Since I was a little kid, I was always a maker. Except for my mom, who tended more to the practical (as in volunteering to help people and being a patient advocate), my brother, two sisters and I grew up drawing, painting and making things. My brother built models (some of which he designed himself) and messed around in my dad's wood shop (which I envied him for - I have not, to this day, learned my way around a wood shop). My dad grew up poor in Scranton PA, and made his own toys as a kid. As a grown up, he would spend his evening hours in the basement, running power tools. He made toys, book shelves and other things, and, as a grandfather, became a virtual Santa's workshop every Christmas.

Eventually, our coloring books gave way to sketch books. My older sister drew big-eyed girls; I tended towards sunbursts and more abstract designs; my other sister, being the youngest, sort of trailed along and came into her own in creativity later. I remember my sisters and I sitting around the family room table (one of those gigantic pedestal tables that pulled apart to pretty good size), with our arsenal of art supplies. We made our own Christmas wrapping paper using stamps made out of potatoes and learned to cut stencils. There was glue, paint, pencils and glitter all over the place.

Some of my artistic development (if I may be so bold) came from spending the summer in Europe in 1968, when I was 12. Twelve years old is a great age for observation - too young to get into real trouble, but not likely to forget much, either. that's where the sunburst idea came from - for some reason, it was a thing that summer in several places where we went. And then of course, there was just being there. The colors of the Mediterranean, and Spain, and the sleek modernity of Denmark. And some of the finest museums in the world. My travel diary of that period mostly mentions this and that cute guy along the way (hey, I was twelve), but the real experience was being able to see Michelangelo's David, and the colors and eye-popping 3D-ness of the Sistine Chapel ceiling. I was at the perfect age to soak it all up like a sponge. Notre Dame, the Coliseum, the ruins of Pompei. For a country kid, it was life-changing.

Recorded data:

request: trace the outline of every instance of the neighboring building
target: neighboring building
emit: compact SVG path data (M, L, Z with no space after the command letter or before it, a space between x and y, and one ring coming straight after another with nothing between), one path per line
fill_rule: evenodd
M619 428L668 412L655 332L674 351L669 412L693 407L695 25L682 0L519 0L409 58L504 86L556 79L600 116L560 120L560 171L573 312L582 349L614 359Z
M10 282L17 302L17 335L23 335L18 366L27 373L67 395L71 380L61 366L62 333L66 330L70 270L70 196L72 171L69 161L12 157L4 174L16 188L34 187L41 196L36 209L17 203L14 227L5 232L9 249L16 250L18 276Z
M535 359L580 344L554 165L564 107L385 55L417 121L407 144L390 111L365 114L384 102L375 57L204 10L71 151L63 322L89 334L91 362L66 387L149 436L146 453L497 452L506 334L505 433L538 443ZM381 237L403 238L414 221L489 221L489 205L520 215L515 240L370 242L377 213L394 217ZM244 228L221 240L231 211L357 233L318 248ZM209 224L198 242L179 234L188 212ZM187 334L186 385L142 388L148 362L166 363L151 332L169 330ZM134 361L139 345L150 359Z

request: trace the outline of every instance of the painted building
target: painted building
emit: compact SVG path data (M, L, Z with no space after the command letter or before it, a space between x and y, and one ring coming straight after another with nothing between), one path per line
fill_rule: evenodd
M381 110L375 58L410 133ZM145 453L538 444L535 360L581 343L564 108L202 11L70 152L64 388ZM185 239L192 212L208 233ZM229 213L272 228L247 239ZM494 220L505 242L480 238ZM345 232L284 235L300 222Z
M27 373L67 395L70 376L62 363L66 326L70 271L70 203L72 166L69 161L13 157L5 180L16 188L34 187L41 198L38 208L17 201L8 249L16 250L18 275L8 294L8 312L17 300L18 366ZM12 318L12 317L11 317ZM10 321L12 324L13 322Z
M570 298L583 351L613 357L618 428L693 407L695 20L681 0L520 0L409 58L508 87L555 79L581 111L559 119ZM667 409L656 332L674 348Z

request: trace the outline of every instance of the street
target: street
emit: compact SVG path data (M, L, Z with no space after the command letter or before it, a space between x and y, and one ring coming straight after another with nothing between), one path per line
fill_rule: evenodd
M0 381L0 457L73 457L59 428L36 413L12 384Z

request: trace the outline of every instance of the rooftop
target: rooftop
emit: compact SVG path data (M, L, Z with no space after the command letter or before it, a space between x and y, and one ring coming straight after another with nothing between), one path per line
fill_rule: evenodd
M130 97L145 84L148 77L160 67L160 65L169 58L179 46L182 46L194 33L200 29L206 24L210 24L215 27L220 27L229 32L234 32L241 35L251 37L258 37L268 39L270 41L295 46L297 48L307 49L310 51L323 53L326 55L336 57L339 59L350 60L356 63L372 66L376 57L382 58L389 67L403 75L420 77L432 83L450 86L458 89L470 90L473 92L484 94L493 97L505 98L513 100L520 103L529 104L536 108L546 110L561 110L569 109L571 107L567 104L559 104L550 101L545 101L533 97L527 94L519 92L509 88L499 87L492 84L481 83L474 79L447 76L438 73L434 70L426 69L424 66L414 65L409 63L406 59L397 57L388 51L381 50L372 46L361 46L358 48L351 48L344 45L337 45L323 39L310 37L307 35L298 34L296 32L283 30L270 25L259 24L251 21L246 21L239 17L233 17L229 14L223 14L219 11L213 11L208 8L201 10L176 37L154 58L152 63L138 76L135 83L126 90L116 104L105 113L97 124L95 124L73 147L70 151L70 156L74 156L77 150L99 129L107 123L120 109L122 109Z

EXERCISE OBJECTIVE
Continue the account of a childhood spent making things, beginning after its last sentence about the summer in Europe.

OUTPUT BELOW
I came home from that trip so different, I lost all of my friends - I could not communicate what I had seen in a way that meant anything to them, many of whom had never left the county where we all lived. But it didn't bother me that much - I had no problem being different.

Like a lot of girls in the '60's, I had to take home economics (my brother, of course, took shop - there's that wood shop/metal shop thing again). Our home economics curriculum meant two things - cooking and sewing. Honestly, home ec can be a lot more useful and even deeply meaningful, but that's what we had to work with. I won't go into the cooking part (which can also be deeply meaningful and artistic, but not in this case), but the sewing part - therein, as they say, lies the tale. In seventh and eighth grade, I learned my way around both a stove and a sewing machine. I found the sewing machine much more fun.

My mom provided the further catalyst by letting me know that she was okay with buying fabric, which, at that time, was fairly readily available, but was not especially inclined to buy clothes to appease the ever-shifting trends of the late '60's and early 70's. My overachieving older sister both sewed and got a job in a dress shop. I stuck with making things, for the most part.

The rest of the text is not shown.